Please format the records, from the line containing "[point] every instance of the man's" through the end of the records, as a Markdown table with the columns Row and Line. Number each line and leave out any blank lines.
— BEGIN Raw data —
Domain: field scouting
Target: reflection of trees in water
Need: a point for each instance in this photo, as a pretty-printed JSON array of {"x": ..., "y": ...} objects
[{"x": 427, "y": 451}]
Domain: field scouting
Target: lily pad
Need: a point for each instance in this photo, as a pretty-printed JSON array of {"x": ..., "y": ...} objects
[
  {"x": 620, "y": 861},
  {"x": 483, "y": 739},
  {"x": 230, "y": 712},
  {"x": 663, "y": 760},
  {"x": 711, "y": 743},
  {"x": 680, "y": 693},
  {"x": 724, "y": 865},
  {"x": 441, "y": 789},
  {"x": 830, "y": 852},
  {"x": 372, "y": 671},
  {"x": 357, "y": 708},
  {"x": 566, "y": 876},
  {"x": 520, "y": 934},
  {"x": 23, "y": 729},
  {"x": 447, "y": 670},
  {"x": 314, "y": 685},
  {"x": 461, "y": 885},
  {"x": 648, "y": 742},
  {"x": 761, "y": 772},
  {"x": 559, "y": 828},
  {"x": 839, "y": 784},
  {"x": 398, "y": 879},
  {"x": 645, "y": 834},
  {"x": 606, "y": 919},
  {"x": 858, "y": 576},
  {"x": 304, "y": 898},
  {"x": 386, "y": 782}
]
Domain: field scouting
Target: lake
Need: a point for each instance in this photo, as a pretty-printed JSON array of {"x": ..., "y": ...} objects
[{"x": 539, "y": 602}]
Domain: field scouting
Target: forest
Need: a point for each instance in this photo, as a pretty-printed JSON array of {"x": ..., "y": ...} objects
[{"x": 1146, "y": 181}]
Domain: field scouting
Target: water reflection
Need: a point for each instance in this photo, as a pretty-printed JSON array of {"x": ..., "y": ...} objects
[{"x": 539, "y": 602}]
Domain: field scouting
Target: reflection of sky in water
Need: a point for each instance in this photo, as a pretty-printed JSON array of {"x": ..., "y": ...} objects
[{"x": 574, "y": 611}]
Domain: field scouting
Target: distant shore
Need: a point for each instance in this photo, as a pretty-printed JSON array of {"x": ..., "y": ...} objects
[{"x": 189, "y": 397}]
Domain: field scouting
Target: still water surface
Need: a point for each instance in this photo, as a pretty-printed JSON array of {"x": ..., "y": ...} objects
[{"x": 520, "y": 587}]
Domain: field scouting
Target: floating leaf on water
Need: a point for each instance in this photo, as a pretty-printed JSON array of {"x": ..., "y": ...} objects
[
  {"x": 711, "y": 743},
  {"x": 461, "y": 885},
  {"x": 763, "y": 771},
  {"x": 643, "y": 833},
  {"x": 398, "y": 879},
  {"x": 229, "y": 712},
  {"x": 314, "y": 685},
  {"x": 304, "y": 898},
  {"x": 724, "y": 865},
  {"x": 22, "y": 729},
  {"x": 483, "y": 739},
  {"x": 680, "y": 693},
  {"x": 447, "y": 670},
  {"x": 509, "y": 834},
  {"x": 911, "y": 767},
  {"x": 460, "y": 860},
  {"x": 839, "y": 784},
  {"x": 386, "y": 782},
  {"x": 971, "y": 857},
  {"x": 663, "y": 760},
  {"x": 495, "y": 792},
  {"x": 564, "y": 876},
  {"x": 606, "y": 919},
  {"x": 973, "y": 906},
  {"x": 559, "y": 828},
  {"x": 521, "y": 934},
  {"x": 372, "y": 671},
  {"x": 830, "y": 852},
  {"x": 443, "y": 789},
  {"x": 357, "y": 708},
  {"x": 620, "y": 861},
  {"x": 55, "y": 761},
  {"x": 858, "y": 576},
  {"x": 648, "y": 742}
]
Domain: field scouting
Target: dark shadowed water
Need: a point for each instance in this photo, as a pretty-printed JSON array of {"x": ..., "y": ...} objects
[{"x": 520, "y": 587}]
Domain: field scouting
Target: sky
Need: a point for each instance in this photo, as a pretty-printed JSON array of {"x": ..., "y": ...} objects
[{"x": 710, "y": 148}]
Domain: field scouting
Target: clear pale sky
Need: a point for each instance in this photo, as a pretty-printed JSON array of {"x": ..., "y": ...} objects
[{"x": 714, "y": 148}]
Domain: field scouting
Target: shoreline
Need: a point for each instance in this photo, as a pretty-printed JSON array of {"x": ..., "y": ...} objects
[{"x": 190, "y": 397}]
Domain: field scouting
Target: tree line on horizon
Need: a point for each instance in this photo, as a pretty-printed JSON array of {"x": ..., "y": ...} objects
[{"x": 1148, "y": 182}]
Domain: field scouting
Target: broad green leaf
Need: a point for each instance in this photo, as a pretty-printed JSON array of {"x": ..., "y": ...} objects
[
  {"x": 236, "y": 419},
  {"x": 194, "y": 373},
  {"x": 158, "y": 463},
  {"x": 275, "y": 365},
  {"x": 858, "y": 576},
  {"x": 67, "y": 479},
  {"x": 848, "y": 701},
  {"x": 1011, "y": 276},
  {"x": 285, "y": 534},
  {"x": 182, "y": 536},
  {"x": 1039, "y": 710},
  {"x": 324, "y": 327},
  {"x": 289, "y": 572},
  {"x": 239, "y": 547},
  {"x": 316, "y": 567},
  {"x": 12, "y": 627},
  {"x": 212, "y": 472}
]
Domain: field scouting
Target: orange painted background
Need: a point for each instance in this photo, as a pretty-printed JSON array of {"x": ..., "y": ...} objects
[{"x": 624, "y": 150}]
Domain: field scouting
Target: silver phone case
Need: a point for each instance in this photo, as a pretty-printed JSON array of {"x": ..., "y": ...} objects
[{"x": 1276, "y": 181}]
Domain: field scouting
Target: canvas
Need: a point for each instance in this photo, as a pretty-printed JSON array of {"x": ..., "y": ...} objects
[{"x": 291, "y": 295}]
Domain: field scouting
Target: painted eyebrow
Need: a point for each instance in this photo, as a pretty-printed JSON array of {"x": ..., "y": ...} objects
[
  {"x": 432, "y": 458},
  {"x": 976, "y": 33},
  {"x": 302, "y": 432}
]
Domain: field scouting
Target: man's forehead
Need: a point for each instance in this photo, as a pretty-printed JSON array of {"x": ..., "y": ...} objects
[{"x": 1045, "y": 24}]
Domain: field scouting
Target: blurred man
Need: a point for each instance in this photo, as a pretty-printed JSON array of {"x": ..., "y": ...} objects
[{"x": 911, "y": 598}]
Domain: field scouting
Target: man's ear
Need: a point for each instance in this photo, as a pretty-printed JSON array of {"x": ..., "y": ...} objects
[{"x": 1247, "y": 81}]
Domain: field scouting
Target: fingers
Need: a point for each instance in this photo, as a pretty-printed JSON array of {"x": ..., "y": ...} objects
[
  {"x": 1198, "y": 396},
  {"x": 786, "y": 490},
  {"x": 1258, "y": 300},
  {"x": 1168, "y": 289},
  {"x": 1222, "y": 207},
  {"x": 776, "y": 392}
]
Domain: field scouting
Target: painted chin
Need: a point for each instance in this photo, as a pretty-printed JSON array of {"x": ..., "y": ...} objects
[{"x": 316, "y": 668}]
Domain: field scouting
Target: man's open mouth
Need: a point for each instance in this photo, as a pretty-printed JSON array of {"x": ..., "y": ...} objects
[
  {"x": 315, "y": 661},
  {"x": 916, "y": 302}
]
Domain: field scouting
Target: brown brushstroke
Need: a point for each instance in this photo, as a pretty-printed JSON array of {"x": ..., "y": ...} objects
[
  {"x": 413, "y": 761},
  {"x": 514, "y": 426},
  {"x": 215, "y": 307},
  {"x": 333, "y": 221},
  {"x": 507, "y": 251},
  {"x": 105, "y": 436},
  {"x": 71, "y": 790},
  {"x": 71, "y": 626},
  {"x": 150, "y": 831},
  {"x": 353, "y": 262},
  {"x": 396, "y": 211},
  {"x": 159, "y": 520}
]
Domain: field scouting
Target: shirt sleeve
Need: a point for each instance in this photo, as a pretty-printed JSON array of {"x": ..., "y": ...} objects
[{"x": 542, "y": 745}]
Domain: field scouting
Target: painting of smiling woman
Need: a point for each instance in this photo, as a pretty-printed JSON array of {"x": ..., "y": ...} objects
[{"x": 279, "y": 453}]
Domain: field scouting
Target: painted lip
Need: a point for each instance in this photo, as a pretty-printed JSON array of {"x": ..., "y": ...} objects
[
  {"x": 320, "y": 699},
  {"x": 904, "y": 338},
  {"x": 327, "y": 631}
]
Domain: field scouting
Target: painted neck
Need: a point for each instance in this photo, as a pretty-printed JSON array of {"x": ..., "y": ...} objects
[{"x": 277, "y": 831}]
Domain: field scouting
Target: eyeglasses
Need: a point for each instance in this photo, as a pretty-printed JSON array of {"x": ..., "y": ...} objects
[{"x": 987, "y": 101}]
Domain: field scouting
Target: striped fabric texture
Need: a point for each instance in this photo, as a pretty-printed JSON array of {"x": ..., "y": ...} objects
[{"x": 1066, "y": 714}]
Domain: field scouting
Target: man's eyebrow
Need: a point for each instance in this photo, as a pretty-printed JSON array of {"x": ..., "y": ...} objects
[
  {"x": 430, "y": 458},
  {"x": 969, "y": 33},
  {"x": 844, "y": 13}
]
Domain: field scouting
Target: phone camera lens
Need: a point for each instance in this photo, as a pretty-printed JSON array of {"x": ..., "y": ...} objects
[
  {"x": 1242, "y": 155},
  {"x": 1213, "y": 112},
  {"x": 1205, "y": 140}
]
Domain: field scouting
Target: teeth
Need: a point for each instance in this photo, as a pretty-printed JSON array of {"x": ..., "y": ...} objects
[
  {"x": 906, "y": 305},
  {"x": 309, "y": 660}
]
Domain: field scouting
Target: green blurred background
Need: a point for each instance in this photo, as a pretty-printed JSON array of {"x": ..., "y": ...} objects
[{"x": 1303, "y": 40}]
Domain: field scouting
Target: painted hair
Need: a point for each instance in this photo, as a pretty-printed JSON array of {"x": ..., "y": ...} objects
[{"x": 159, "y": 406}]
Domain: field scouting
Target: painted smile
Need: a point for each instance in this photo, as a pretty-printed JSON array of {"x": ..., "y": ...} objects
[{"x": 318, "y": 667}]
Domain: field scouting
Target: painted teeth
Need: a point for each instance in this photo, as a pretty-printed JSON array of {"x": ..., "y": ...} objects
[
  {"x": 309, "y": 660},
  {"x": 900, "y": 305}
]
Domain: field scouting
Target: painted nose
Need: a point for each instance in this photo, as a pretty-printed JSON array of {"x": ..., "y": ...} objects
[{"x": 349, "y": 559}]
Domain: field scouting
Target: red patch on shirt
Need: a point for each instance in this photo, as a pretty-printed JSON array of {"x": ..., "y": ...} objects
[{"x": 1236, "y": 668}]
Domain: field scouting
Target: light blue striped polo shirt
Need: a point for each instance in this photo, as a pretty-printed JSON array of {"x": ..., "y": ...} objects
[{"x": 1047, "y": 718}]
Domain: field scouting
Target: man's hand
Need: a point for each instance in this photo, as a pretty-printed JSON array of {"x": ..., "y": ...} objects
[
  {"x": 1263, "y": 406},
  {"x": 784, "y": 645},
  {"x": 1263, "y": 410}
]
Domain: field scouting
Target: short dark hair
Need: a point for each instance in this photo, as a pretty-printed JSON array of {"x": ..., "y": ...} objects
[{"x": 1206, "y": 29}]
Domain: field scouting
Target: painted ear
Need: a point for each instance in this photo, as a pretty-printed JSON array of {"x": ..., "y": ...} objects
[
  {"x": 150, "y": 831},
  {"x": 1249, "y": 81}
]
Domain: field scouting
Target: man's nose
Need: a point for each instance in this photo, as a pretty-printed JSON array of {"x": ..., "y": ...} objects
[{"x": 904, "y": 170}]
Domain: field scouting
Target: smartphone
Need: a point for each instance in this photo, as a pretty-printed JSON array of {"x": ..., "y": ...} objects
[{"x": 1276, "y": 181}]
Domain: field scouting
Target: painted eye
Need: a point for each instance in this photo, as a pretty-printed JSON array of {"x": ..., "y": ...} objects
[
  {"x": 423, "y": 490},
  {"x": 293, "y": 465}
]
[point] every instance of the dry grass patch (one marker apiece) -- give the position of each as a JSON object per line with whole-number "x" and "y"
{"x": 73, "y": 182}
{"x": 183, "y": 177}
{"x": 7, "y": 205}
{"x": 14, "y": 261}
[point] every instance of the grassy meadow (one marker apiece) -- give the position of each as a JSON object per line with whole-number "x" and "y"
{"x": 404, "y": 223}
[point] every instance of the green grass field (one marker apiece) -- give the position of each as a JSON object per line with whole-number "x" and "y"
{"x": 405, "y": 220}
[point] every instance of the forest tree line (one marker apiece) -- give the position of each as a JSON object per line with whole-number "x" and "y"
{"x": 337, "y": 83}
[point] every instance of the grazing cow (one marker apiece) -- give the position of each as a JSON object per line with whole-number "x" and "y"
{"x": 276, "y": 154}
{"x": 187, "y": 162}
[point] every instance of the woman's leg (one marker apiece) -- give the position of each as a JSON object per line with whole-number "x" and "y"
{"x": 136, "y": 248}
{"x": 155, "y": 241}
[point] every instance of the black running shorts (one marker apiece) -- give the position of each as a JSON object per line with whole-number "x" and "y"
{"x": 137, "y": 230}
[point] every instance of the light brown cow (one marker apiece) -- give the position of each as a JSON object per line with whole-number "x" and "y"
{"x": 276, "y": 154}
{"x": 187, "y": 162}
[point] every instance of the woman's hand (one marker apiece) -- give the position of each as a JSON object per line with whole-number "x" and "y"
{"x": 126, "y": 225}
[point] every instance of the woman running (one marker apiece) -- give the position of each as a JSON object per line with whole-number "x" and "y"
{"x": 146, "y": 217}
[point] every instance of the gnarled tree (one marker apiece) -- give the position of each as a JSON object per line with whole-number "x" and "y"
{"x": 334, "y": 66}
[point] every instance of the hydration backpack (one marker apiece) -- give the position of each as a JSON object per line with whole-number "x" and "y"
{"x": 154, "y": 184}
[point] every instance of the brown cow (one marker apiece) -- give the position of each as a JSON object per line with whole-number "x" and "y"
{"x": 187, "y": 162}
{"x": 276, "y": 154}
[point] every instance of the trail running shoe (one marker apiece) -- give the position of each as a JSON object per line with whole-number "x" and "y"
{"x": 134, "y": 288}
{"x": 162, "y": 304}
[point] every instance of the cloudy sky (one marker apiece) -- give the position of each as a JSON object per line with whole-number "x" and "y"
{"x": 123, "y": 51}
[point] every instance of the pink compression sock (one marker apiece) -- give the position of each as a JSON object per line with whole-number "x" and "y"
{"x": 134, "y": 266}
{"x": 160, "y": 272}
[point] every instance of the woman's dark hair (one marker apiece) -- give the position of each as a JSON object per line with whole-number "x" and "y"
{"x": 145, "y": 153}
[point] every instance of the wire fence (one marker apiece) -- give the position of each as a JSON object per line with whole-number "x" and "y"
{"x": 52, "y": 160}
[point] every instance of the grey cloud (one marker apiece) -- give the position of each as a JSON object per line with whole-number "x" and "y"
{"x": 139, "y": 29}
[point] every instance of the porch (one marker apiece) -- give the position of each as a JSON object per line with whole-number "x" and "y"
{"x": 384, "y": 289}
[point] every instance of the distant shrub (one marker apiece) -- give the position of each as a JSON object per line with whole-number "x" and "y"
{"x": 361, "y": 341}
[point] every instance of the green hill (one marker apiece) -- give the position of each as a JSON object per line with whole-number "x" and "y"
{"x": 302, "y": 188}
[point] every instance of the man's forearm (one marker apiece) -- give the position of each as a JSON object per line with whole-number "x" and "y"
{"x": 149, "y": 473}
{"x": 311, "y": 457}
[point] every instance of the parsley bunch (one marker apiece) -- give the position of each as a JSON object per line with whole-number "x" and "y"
— END Raw data —
• Task solution
| Row | Line |
|---|---|
| 1 | [point] every instance of the man's forearm (one marker apiece) -- give the position of each as a JSON object per line with whole-number "x" and "y" |
| 2 | {"x": 149, "y": 473} |
| 3 | {"x": 311, "y": 457} |
| 4 | [point] every instance of the parsley bunch (one marker apiece) -- give the position of each as a JSON object per line with whole-number "x" and "y" |